GECITEERDE PASSAGE:
━━━━━━━━━━━━━━━━
4.De omvang van het hoger beroep

4.1
De rechtbank heeft in de bestreden beschikking het beroep van Stichting Arkin gegrond verklaard, de beslissingen van de klachtencommissie vernietigd en bepaald dat de beslissing van de rechtbank in de plaats van de vernietigde beslissingen treedt.
4.2
Betrokkene verzoekt, met vernietiging van de bestreden beschikking, het verzoekschrift gegrond te verklaren en het besluit van de klachtencommissie voor wat betreft de toekenning van schadevergoeding aan de betrokkene ter hoogte van € 6.350,- over te nemen.
4.3
Stichting Arkin verzoekt betrokkene niet-ontvankelijk te verklaren in haar hoger beroep dan wel haar verzoek af te wijzen en de bestreden beschikking te bekrachtigen.

5.De motivering van de beslissing

5.1
Het hof is van oordeel dat betrokkene niet-ontvankelijk is in haar hoger beroep en overweegt daartoe als volgt.
━━━━━━━━━━━━━━━━
UITTREKSEL RECORDS:
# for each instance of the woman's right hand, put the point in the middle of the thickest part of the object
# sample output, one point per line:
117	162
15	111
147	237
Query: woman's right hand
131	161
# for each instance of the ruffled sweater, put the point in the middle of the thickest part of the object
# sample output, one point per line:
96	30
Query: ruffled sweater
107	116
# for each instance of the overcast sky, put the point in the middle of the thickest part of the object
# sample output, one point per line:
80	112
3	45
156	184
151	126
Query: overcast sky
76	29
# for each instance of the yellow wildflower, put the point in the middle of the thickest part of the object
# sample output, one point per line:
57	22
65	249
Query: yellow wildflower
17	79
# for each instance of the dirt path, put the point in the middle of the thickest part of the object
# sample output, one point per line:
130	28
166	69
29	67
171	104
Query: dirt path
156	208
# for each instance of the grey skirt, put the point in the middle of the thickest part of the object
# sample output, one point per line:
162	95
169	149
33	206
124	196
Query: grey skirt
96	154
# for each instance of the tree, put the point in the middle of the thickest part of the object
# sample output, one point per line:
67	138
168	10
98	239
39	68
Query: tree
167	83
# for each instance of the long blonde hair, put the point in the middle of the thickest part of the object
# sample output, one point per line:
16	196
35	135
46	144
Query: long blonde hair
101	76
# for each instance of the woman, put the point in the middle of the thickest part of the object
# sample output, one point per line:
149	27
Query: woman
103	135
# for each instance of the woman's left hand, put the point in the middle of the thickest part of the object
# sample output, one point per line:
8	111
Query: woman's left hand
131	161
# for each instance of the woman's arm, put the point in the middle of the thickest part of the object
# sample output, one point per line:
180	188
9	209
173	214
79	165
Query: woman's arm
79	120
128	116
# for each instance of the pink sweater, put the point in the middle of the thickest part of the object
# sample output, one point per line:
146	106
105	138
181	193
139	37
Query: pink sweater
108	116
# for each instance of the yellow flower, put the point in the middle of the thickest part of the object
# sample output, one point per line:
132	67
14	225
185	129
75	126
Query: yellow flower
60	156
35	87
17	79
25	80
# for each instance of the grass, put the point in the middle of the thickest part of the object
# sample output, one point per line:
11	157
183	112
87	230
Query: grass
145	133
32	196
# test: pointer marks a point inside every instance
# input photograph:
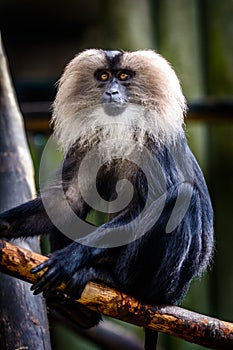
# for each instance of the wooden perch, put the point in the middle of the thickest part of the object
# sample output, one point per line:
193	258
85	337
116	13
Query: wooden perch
173	320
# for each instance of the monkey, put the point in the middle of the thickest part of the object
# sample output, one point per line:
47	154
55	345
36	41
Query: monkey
119	119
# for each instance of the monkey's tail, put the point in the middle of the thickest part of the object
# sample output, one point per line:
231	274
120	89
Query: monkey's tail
151	338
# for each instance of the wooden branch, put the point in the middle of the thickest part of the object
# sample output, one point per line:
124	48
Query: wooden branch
190	326
23	320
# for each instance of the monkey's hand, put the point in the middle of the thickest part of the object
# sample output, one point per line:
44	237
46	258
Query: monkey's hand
68	265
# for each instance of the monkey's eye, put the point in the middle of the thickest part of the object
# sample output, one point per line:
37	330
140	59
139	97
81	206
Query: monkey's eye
124	75
102	75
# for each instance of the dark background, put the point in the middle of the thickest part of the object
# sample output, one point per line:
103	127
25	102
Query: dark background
40	37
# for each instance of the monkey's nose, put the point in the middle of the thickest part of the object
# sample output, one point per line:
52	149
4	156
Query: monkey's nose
112	95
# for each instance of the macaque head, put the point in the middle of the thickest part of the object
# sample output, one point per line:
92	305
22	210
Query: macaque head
101	87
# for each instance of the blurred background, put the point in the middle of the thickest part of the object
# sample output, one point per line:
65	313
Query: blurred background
196	36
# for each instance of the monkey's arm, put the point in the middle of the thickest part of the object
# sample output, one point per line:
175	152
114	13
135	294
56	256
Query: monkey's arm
76	264
26	220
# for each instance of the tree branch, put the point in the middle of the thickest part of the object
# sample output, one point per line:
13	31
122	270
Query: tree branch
190	326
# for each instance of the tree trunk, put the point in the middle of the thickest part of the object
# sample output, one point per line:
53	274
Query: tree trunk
23	317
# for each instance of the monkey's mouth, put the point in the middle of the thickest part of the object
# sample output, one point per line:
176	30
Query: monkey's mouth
114	109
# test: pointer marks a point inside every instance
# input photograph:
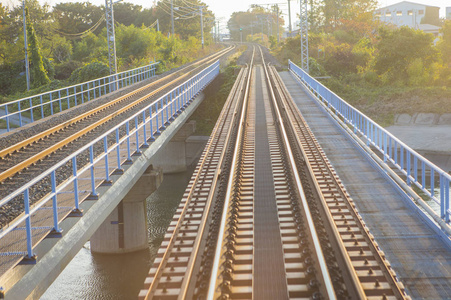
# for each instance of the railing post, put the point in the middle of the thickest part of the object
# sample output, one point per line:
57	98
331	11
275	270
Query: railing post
408	167
446	200
127	132
20	113
56	229
152	138
76	197
432	183
31	110
107	167
119	169
94	194
144	130
30	255
137	136
7	117
442	197
59	101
━━━━━━━━━━━━━━━━
OPDRACHTEN:
**1.** Neem een deel van de geciteerde passage woordelijk over, te beginnen bij de woorden "4.De omvang van" en eindigend na de woorden "beschikking te bekrachtigen.".
**2.** Noem het bedrag aan schadevergoeding dat betrokkene volgens de geciteerde passage uit het besluit van de klachtencommissie overgenomen wil zien.
De records hebben niets met de geciteerde passage te maken.

VERWACHTE ANTWOORDEN:
**1.**
4.De omvang van het hoger beroep

4.1
De rechtbank heeft in de bestreden beschikking het beroep van Stichting Arkin gegrond verklaard, de beslissingen van de klachtencommissie vernietigd en bepaald dat de beslissing van de rechtbank in de plaats van de vernietigde beslissingen treedt.
4.2
Betrokkene verzoekt, met vernietiging van de bestreden beschikking, het verzoekschrift gegrond te verklaren en het besluit van de klachtencommissie voor wat betreft de toekenning van schadevergoeding aan de betrokkene ter hoogte van € 6.350,- over te nemen.
4.3
Stichting Arkin verzoekt betrokkene niet-ontvankelijk te verklaren in haar hoger beroep dan wel haar verzoek af te wijzen en de bestreden beschikking te bekrachtigen.

**2.** € 6.350,-